**PROBLEM DESCRIPTION**
Set down the whole listing verbatim.

**Stored entries**
=-=-=-=-=

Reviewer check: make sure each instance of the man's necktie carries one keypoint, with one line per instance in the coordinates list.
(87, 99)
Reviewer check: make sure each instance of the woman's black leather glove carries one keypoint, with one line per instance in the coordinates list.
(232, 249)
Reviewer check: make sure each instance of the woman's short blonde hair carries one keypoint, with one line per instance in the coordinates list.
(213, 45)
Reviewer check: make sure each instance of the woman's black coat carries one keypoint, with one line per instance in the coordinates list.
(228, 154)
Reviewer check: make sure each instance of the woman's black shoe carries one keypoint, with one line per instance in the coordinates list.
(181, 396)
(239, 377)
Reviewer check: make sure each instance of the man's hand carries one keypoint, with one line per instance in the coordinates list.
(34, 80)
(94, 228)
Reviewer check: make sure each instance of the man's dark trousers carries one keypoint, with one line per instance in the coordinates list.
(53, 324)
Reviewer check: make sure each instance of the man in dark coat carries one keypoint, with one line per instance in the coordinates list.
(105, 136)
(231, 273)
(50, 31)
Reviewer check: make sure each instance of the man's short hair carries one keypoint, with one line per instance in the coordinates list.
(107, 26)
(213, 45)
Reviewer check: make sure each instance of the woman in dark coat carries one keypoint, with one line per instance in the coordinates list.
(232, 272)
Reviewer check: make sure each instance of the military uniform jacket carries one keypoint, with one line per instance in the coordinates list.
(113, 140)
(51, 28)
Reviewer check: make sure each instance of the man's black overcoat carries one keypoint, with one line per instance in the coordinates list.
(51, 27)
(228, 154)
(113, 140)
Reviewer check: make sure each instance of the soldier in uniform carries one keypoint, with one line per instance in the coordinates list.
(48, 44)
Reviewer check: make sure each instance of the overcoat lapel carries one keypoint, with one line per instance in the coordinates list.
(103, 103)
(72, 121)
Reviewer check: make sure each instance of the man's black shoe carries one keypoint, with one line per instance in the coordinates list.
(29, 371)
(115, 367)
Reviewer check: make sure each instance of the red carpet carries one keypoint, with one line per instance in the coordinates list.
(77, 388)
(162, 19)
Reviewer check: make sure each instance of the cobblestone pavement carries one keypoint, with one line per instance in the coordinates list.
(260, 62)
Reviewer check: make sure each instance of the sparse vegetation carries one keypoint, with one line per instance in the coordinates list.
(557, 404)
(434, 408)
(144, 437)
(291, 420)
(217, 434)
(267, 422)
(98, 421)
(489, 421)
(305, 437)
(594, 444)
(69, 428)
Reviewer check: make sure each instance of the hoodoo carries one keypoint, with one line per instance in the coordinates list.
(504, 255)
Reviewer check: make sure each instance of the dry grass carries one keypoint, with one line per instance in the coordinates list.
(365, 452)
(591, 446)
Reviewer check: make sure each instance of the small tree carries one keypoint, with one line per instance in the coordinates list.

=-=-=-=-=

**COMPLETE OUTPUT**
Reviewer check: make sure each instance of the man's necktie carries one keypoint, with one line per instance in the coordinates list.
(87, 99)
Reviewer check: make sure each instance of the woman's black leather glove carries one keypoint, with one line per instance in the coordinates list.
(232, 249)
Reviewer check: make sure each instance of the woman's short blonde hair carries one keypoint, with one line per instance in the coordinates list.
(213, 45)
Reviewer check: make sure each instance of the woman's black coat carries one keypoint, with one line per instance in the coordinates list.
(228, 154)
Reviewer check: make sure each instance of the woman's black shoe carries one keypoint, with one line per instance in the coordinates list.
(181, 396)
(239, 377)
Reviewer check: make sure each instance of the man's hand carries one keypoint, with one line per instance in the coordinates list.
(34, 80)
(94, 228)
Reviewer check: make sure each instance of the man's dark trousers carries one keypoint, with one line per instance in the coordinates list.
(53, 324)
Reviewer check: make sure each instance of the man in dark coat carries one keypoint, with one line per instance in the coordinates list.
(105, 136)
(231, 273)
(50, 31)
Reviewer check: make sure each instance of the man's short hair carries one keypoint, with one line per instance in the coordinates list.
(107, 26)
(213, 45)
Reviewer check: make sure each instance of the woman in dark coat carries one keypoint, with one line per instance in the coordinates list.
(232, 272)
Reviewer check: make sure each instance of the military uniform jacket carries one keypoint, with one line per instance in the coordinates list.
(113, 140)
(51, 28)
Reviewer check: make sure each instance of the man's black overcoat carries one keypoint, with one line per instance in the coordinates list.
(51, 27)
(228, 154)
(113, 140)
Reviewer check: make sure each instance of the soldier in uniform carries one keypoint, with one line per instance in the coordinates list.
(48, 44)
Reviewer check: make sure each instance of the overcoat lapel carries one keypoint, with one line per instance in the coordinates list.
(103, 103)
(72, 121)
Reviewer check: make sure each instance of the man's black shoe carries one keypoint, with one line per instance in the coordinates list.
(29, 371)
(115, 367)
Reviewer check: make sure each instance of the red carpet carries one keypoint, with one line per instance in the coordinates list.
(77, 388)
(162, 19)
Reviewer check: make sure each instance of the cobblestone pavement carries one keypoint, with one line per instance in the coordinates list.
(260, 62)
Reviewer check: make sure each instance of the sparse vegetation carries one keypoint, with one line per instance in the coordinates list.
(557, 404)
(434, 408)
(144, 437)
(291, 420)
(217, 434)
(267, 422)
(98, 421)
(489, 421)
(305, 437)
(594, 444)
(69, 428)
Reviewer check: make sure each instance of the hoodoo carries one keypoint, with one line per instance in the coordinates list.
(504, 255)
Reviewer check: make sure each instance of the dry grass carries one keypoint, with one line per instance in the coordinates list.
(365, 452)
(591, 446)
Reviewer check: make sure each instance of the small tree carries one keypoint, with one line per instance in the coordinates list.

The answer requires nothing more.